Kutipan Bacaan
Allah SWT berfirman :
قُلْ هَلْ
يَسْتَوِي الَّذِينَ يَعْلَمُونَ وَاَلَّذِينَ لَا يَعْلَمُونَ (الزمر: 9)
Artinya: “Katakanlah (Wahai Muhammad!): ‘Adakah sama orang-orang yang
berilmu dengan orang-orang yang tidak berilmu?’”. (QS. Az-Zumar: 9)
Dalam ayat lain Allah
berfirman:
يَرْفَعِ
اللهُ الَّذِينَ آمَنُوا مِنْكُمْ وَالَّذِينَ أُوتُوا الْعِلْمَ دَرَجَاتٍ
وَاللهُ بِمَا تَعْمَلُونَ خَبِيرٌ (المجادلة: 11)
Artinya: “Niscaya Allah akan meninggikan orang-orang yang beriman
di antaramu dan orang-orang yang diberi ilmu pengetahuan beberapa derajat. dan
Allah Maha mengetahui apa yang kamu kerjakan”. (QS. Al-Mujadilah: 11)[1]
Dengan ayat-ayat ini
Allah SWT tidak mau menyamakan orang yang berilmu dan orang yang tidak berilmu,
disebabkan oleh manfaat dan keutamaan ilmu itu sendiri dan manfaat dan ketinggian
derajat yang akan didapat oleh orang yang berilmu[2].
Berdasarkan ayat-ayat
tersebut penulis ingin meneliti beberapa hadits yang menerangkan ayat-ayat
tersebut sebagaimana fungsi hadits sebagai bayan Al Qur’an[3].
Pada bagian selanjutnya penulis akan menjabarkan tentang keutamaan ilmu dan
keutamaan orang yang berilmu, yakni ulama.
PEMBAHASAN
1.

Langkah Pengerjaan
**1.** Menurut kutipan, siapa saja yang akan ditinggikan Allah beberapa derajat dalam QS. Al-Mujadilah: 11?
**2.** Kembalikan setiap baris yang memuat kata "notebook", dengan memperhatikan perbedaan huruf besar dan kecil.
Baris-baris yang ada tidak berkaitan dengan kutipan ini.

Baris Sumber
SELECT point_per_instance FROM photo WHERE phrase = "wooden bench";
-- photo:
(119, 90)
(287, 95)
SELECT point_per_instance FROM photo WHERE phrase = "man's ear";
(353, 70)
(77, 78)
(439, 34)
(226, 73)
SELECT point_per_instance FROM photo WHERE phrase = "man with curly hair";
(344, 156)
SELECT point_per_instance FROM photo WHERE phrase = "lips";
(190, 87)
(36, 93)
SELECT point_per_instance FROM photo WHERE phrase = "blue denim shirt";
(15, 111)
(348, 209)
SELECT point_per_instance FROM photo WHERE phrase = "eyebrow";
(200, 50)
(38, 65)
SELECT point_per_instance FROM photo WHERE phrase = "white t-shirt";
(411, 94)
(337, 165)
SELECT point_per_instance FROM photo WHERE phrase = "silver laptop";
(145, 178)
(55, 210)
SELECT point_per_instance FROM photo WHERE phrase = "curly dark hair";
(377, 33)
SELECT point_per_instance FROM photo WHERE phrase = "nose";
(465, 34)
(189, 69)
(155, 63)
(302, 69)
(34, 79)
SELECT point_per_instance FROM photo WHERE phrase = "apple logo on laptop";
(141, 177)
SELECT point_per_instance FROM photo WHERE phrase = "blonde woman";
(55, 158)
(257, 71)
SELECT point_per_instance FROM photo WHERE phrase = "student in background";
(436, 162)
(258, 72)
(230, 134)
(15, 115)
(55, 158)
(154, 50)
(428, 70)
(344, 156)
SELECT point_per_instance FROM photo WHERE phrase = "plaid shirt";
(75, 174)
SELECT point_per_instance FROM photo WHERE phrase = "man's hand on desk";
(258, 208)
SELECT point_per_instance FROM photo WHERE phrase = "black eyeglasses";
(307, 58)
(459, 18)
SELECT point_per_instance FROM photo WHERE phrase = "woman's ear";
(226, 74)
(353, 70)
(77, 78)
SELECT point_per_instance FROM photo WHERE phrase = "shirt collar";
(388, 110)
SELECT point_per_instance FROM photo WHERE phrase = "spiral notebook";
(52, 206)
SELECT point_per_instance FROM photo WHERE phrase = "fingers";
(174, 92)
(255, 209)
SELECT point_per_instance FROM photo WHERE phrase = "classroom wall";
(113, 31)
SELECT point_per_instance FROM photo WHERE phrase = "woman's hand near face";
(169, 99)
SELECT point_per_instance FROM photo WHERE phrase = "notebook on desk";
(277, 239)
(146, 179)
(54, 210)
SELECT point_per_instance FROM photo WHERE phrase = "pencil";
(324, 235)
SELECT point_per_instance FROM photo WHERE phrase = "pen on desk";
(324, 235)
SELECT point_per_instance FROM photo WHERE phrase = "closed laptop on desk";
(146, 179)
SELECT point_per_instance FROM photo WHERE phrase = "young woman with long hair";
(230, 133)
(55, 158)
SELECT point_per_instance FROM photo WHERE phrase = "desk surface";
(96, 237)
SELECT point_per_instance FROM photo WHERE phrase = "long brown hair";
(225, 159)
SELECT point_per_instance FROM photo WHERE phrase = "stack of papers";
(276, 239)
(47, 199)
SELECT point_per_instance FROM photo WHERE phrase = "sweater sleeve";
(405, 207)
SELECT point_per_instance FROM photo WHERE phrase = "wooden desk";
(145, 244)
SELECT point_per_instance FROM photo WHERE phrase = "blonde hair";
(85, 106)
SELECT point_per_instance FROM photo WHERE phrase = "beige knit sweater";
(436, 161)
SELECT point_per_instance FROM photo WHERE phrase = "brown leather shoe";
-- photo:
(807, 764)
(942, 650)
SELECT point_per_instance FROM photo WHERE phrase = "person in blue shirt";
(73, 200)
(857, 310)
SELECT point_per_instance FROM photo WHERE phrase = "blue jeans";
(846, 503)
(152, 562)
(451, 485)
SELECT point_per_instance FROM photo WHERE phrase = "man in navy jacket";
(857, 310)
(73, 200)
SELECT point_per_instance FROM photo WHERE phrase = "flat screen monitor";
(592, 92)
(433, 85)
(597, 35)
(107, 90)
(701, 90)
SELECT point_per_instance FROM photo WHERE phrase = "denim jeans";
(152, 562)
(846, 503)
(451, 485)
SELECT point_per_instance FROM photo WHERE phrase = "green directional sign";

Tugas Terjawab
**1.** Orang-orang yang beriman di antaramu dan orang-orang yang diberi ilmu pengetahuan.

**2.**
SELECT point_per_instance FROM photo WHERE phrase = "spiral notebook";
SELECT point_per_instance FROM photo WHERE phrase = "notebook on desk";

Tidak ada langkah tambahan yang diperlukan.